___ DATA FOR THE TASK ___

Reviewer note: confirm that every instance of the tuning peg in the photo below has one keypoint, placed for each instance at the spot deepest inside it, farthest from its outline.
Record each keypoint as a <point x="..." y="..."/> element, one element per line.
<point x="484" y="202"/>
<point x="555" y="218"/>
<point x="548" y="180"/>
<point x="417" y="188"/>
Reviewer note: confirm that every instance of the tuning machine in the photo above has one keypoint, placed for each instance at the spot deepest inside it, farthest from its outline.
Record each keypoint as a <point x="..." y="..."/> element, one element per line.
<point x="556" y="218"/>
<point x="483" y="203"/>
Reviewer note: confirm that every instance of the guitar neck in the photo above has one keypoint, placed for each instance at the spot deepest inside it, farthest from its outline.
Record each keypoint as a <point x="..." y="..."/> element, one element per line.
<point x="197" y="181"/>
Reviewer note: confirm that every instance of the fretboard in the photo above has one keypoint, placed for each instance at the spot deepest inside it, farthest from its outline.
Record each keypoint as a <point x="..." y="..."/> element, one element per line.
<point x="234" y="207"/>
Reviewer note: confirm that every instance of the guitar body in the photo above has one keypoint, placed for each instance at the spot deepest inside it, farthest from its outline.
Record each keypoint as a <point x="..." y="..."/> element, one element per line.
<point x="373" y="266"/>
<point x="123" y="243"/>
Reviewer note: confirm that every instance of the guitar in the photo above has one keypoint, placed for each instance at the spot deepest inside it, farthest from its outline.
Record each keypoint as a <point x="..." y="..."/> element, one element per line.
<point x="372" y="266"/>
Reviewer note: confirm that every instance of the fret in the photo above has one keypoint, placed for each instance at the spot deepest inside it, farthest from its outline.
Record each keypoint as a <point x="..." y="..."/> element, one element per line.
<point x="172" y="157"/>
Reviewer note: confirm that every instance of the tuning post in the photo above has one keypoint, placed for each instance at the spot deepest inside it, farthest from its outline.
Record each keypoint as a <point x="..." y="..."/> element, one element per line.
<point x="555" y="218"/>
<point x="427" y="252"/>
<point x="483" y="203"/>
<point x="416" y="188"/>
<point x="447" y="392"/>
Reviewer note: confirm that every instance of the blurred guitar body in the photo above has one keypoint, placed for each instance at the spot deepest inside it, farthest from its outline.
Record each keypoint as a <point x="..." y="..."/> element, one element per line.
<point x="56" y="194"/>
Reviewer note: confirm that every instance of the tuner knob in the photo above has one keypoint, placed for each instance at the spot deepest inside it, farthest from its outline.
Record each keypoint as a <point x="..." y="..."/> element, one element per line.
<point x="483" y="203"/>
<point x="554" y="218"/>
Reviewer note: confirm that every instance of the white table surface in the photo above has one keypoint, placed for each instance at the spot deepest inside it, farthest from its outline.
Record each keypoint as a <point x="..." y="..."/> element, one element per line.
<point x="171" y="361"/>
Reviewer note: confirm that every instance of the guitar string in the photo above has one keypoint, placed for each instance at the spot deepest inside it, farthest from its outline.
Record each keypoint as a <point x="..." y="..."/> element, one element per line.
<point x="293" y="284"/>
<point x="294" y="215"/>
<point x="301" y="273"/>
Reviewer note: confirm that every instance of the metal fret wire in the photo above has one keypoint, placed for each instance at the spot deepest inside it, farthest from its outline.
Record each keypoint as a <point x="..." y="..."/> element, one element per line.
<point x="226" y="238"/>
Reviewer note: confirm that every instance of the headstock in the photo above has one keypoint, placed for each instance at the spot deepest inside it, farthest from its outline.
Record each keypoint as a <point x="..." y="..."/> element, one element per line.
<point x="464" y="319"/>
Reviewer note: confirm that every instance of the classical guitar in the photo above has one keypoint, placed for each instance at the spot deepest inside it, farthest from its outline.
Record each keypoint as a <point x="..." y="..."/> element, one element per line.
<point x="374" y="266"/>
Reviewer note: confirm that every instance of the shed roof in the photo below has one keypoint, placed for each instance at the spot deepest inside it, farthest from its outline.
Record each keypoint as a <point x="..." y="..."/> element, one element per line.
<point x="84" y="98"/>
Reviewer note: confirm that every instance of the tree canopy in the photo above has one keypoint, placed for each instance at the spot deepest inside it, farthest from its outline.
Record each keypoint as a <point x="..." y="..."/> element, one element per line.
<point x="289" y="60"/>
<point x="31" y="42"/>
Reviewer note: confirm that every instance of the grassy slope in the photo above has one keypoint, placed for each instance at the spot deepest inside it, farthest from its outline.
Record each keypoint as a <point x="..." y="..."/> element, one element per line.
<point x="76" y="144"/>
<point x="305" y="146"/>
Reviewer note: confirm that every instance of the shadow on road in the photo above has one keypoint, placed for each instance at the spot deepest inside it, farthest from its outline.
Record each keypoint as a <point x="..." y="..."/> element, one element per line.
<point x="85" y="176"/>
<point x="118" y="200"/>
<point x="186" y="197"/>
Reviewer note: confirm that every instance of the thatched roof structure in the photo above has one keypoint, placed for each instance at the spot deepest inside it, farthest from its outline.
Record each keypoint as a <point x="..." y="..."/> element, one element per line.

___
___ DATA FOR THE TASK ___

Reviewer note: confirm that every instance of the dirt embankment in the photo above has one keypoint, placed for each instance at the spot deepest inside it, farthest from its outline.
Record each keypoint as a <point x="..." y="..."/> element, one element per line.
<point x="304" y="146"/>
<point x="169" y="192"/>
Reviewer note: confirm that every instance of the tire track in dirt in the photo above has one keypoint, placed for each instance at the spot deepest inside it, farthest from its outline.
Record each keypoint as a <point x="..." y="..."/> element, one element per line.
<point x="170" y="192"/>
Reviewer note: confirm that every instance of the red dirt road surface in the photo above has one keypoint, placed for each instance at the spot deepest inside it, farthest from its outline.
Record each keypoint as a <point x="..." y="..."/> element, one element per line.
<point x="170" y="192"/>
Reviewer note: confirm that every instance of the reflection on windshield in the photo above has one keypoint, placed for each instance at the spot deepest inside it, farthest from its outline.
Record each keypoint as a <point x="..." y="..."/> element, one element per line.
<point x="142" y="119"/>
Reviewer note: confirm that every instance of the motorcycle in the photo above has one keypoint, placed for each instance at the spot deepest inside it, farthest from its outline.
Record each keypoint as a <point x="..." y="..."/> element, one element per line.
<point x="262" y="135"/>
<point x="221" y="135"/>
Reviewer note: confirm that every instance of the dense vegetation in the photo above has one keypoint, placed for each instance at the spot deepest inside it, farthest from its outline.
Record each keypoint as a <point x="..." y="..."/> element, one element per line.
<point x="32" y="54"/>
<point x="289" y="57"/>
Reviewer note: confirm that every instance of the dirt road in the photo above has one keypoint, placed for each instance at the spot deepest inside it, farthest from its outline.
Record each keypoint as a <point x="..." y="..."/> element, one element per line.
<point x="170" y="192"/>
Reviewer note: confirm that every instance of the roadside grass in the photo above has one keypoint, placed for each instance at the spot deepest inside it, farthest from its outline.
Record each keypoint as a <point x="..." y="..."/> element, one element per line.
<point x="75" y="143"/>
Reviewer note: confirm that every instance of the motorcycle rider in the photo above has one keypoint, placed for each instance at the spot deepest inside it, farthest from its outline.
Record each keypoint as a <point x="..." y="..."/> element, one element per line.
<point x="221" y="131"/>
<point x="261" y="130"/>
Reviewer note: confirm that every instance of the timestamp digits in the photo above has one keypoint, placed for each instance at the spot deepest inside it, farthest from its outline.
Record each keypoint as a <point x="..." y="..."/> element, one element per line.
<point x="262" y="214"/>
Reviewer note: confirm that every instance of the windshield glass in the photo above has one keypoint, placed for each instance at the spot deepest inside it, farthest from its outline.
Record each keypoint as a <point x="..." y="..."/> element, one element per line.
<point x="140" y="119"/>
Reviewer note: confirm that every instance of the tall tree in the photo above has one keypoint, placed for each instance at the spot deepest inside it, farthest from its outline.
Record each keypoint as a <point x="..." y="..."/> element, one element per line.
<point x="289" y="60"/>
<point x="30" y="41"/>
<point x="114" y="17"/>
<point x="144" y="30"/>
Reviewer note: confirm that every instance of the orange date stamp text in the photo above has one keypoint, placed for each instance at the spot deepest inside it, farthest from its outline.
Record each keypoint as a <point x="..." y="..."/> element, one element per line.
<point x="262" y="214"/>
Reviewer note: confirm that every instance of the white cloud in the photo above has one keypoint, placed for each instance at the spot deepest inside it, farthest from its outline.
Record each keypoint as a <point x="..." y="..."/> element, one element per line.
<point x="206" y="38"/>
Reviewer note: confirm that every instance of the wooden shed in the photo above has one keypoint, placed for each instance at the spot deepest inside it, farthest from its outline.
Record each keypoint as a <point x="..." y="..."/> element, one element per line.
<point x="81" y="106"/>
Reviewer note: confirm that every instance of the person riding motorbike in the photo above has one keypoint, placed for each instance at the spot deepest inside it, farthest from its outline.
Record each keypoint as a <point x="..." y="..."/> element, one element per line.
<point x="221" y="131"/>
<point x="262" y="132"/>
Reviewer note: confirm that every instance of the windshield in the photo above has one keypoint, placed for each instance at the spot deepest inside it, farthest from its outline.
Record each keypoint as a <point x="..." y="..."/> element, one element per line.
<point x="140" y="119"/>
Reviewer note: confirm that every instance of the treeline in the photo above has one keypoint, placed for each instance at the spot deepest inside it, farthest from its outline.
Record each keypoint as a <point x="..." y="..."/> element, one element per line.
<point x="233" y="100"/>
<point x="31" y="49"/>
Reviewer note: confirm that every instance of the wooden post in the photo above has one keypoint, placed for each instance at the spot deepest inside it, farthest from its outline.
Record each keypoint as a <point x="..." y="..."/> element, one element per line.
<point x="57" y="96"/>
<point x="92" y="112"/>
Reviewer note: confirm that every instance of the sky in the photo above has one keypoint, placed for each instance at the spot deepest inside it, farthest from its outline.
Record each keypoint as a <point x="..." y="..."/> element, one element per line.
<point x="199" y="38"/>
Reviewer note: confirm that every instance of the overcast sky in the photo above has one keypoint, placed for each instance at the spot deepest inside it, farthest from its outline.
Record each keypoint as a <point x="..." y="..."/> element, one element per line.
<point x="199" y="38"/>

___
___ DATA FOR THE TASK ___

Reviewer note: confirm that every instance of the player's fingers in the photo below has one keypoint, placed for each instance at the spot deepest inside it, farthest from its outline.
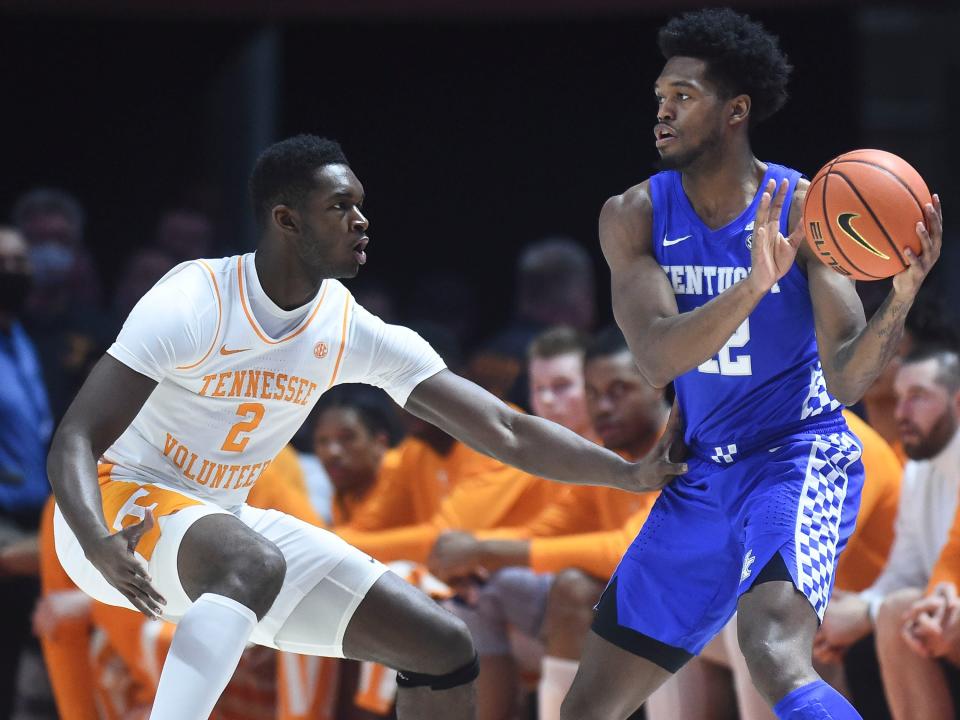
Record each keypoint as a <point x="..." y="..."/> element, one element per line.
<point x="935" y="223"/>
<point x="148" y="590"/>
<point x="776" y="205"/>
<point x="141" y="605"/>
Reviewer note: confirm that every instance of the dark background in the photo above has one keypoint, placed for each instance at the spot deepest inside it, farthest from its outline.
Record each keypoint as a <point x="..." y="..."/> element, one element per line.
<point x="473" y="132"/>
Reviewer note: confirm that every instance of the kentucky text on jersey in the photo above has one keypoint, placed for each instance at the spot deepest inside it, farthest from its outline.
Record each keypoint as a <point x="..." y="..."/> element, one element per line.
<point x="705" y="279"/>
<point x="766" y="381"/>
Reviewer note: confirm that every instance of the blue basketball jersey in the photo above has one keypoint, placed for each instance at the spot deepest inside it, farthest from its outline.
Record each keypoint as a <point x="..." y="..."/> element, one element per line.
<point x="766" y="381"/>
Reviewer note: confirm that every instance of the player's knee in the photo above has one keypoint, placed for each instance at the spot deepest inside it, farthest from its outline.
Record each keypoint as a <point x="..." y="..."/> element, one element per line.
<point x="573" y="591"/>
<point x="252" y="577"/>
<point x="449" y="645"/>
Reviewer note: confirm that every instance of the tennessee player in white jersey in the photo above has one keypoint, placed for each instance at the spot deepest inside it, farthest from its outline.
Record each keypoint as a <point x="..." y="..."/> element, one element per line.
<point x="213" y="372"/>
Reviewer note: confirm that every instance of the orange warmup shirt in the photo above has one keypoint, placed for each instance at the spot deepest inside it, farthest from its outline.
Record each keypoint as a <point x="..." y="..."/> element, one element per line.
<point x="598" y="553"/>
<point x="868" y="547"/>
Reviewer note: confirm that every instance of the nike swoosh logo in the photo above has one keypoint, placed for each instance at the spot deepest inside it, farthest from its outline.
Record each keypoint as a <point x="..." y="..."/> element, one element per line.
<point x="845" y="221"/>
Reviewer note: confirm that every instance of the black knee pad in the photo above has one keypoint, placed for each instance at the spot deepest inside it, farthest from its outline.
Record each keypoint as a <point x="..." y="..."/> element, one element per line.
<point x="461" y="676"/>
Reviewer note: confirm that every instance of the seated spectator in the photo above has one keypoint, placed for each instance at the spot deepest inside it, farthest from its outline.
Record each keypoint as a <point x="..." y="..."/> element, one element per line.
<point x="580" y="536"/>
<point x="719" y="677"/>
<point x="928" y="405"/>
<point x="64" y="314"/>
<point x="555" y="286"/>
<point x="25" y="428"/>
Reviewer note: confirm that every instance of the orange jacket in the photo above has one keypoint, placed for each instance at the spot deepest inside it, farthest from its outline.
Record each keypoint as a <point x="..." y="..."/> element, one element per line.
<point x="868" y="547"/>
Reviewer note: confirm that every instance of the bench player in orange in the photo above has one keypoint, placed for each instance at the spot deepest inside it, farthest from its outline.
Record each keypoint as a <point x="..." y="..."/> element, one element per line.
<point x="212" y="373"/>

___

◆ **TASK DETAILS**: Determine how many lines of the material hold the string "tuning", and state that number by itself.

◆ **ANSWER SECTION**: 3